- Given problem
Please extract every line of the material below word for word, leaving the pictures out of your answer.

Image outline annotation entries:
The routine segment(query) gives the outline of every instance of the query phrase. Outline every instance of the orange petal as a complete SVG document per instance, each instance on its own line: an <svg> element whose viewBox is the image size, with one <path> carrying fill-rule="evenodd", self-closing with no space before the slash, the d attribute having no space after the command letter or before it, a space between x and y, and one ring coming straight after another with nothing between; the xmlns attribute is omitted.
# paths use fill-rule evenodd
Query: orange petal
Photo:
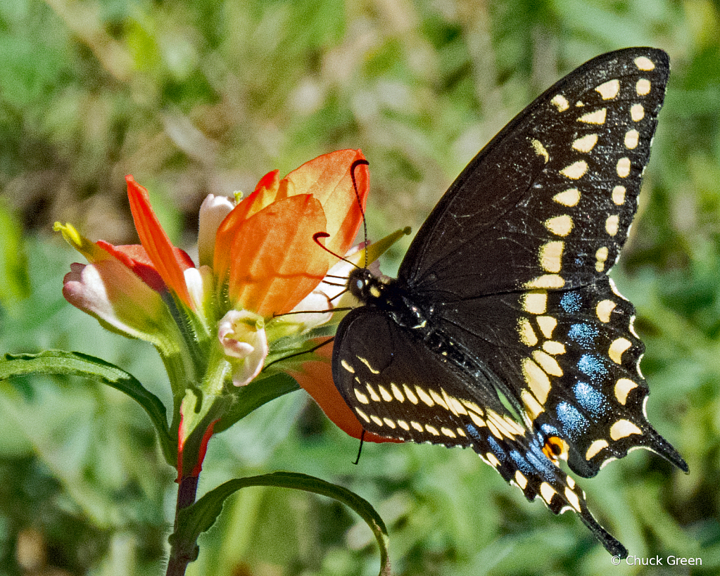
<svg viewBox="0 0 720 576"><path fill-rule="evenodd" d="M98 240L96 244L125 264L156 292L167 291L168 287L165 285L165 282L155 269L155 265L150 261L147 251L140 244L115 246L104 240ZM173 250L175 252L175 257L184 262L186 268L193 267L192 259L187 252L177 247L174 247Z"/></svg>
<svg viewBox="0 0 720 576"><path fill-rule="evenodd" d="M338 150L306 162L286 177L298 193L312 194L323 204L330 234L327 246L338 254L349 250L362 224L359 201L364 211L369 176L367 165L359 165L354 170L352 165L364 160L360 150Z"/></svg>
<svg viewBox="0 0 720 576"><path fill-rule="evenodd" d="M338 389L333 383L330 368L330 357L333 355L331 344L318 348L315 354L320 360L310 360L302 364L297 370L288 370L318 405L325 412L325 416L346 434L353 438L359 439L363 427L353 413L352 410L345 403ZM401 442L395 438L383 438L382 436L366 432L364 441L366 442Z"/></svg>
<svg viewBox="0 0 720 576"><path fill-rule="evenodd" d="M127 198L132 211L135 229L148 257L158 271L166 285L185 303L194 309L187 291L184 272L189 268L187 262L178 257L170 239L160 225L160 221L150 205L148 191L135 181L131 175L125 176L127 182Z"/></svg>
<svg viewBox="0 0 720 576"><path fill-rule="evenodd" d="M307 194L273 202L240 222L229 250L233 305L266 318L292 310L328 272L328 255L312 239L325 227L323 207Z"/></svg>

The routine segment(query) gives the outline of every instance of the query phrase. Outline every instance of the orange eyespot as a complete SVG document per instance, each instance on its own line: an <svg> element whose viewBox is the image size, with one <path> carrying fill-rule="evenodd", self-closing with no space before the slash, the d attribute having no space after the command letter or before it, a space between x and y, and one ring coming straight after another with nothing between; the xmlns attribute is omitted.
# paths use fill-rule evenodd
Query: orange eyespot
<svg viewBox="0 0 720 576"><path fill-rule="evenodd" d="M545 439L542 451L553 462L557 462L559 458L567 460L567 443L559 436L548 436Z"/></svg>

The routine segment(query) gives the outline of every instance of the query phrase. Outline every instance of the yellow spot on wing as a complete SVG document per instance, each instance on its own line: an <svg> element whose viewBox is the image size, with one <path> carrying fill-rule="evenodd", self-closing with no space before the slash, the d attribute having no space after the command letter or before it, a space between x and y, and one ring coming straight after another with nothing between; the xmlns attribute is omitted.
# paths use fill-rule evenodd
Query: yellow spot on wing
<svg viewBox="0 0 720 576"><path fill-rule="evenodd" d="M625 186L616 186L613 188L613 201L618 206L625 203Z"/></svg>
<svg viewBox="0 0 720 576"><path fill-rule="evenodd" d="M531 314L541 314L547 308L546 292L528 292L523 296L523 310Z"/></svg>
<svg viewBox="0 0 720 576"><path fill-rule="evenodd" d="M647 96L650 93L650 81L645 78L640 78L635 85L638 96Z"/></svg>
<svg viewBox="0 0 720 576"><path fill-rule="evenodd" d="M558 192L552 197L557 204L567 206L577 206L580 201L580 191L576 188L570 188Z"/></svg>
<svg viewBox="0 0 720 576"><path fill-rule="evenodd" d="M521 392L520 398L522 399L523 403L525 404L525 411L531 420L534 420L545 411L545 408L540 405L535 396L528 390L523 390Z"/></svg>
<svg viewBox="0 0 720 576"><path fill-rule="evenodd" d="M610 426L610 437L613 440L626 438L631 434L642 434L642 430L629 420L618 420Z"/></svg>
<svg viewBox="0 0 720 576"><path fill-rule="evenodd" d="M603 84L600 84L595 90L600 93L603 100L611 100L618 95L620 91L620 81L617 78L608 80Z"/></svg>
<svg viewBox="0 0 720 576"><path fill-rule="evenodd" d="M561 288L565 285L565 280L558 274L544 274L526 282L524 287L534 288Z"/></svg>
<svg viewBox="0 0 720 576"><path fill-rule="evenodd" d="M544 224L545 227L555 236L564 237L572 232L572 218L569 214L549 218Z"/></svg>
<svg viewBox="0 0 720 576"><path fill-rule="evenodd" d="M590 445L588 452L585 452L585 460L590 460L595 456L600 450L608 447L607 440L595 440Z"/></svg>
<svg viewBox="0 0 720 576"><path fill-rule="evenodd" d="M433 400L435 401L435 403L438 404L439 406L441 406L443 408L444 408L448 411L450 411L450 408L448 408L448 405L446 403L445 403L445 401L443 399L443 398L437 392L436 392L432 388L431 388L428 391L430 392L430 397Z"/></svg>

- Exercise answer
The routine segment(query) gives the outline of every instance of the query phrase. Outline every instance of the orange petal as a complete SVG document per instance, each instance on its own line: an <svg> element whose viewBox is the image size, with one <path> carrying fill-rule="evenodd", self-closing with no space before the slash, the d attribute having no space after the command letter or before it, a space between x and y, and one ring coming straight after another with nothing between; the xmlns attribute is omitted.
# paths use fill-rule evenodd
Query: orange petal
Photo:
<svg viewBox="0 0 720 576"><path fill-rule="evenodd" d="M98 240L96 244L125 264L156 292L167 291L168 287L165 285L165 282L155 269L155 265L150 261L147 251L140 244L115 246L104 240ZM173 250L175 252L175 257L184 262L186 268L193 267L192 259L187 252L177 247L174 247Z"/></svg>
<svg viewBox="0 0 720 576"><path fill-rule="evenodd" d="M338 150L306 162L286 177L298 193L312 194L323 204L330 234L327 246L338 254L349 250L362 224L359 201L364 211L369 176L367 165L359 165L354 170L352 165L364 160L360 150Z"/></svg>
<svg viewBox="0 0 720 576"><path fill-rule="evenodd" d="M338 389L333 383L330 368L330 357L333 355L331 344L318 348L315 354L320 360L310 360L302 364L297 370L288 370L318 405L325 412L325 416L346 434L353 438L359 439L363 427L353 413L352 410L345 403ZM401 442L395 438L383 438L382 436L366 432L364 441L366 442Z"/></svg>
<svg viewBox="0 0 720 576"><path fill-rule="evenodd" d="M127 198L132 211L135 229L148 257L158 271L166 285L185 303L194 309L187 291L184 272L189 268L187 262L178 257L170 239L160 225L160 221L150 205L148 191L135 181L131 175L125 176L127 182Z"/></svg>
<svg viewBox="0 0 720 576"><path fill-rule="evenodd" d="M307 194L273 202L240 222L229 250L233 305L266 318L292 310L328 272L328 255L312 239L325 227L323 207Z"/></svg>

The routine segment(query) gives the outline of every instance of the query phrase. Outline every instance of the orange eyespot as a complete SVG document per instance, each instance on its own line: an <svg> element whose viewBox is the image size, with one <path> carrying fill-rule="evenodd", self-closing with no space before the slash, the d attribute having no space after the command letter or before it, a space between x and y, and one ring coming straight after another with nothing between; the xmlns attribute is omitted.
# paths use fill-rule evenodd
Query: orange eyespot
<svg viewBox="0 0 720 576"><path fill-rule="evenodd" d="M545 439L542 451L553 462L557 462L559 458L567 460L567 443L559 436L548 436Z"/></svg>

The routine segment(query) gives the outline of every instance of the query phrase. Outline every instance of the yellow spot on wing as a complete SVG document per instance, each instance on its own line: an <svg> element whose viewBox is the image size, with one <path> carrying fill-rule="evenodd", self-closing with no space before the slash, the d attribute having no space after the command letter or before it, a space between x and y, and one ring coming straight after another with nothing between; the xmlns attribute is omitted.
# paths use fill-rule evenodd
Query: yellow spot on wing
<svg viewBox="0 0 720 576"><path fill-rule="evenodd" d="M625 186L616 186L613 188L613 201L618 206L625 203Z"/></svg>
<svg viewBox="0 0 720 576"><path fill-rule="evenodd" d="M531 314L541 314L547 308L546 292L528 292L523 296L523 310Z"/></svg>
<svg viewBox="0 0 720 576"><path fill-rule="evenodd" d="M647 96L650 93L650 81L645 78L640 78L635 85L638 96Z"/></svg>
<svg viewBox="0 0 720 576"><path fill-rule="evenodd" d="M558 192L552 197L557 204L567 206L577 206L580 201L580 191L576 188L570 188Z"/></svg>
<svg viewBox="0 0 720 576"><path fill-rule="evenodd" d="M521 392L520 398L522 399L523 403L525 404L525 411L531 420L534 420L545 411L545 408L540 405L535 396L528 390L523 390Z"/></svg>
<svg viewBox="0 0 720 576"><path fill-rule="evenodd" d="M610 426L610 437L613 440L626 438L631 434L642 434L642 430L629 420L618 420Z"/></svg>
<svg viewBox="0 0 720 576"><path fill-rule="evenodd" d="M603 84L600 84L595 90L600 93L603 100L611 100L618 95L620 91L620 81L617 78L608 80Z"/></svg>
<svg viewBox="0 0 720 576"><path fill-rule="evenodd" d="M561 288L565 285L565 280L558 274L544 274L526 282L524 287L534 288Z"/></svg>
<svg viewBox="0 0 720 576"><path fill-rule="evenodd" d="M544 224L545 227L555 236L564 237L572 232L572 218L569 214L549 218Z"/></svg>
<svg viewBox="0 0 720 576"><path fill-rule="evenodd" d="M590 445L588 452L585 452L585 460L590 460L595 456L600 450L608 447L607 440L595 440Z"/></svg>
<svg viewBox="0 0 720 576"><path fill-rule="evenodd" d="M433 400L435 401L435 403L438 404L439 406L441 406L443 408L444 408L448 411L450 411L450 408L448 408L448 405L446 403L445 403L445 401L443 399L443 398L437 392L436 392L432 388L431 388L428 391L430 392L430 397Z"/></svg>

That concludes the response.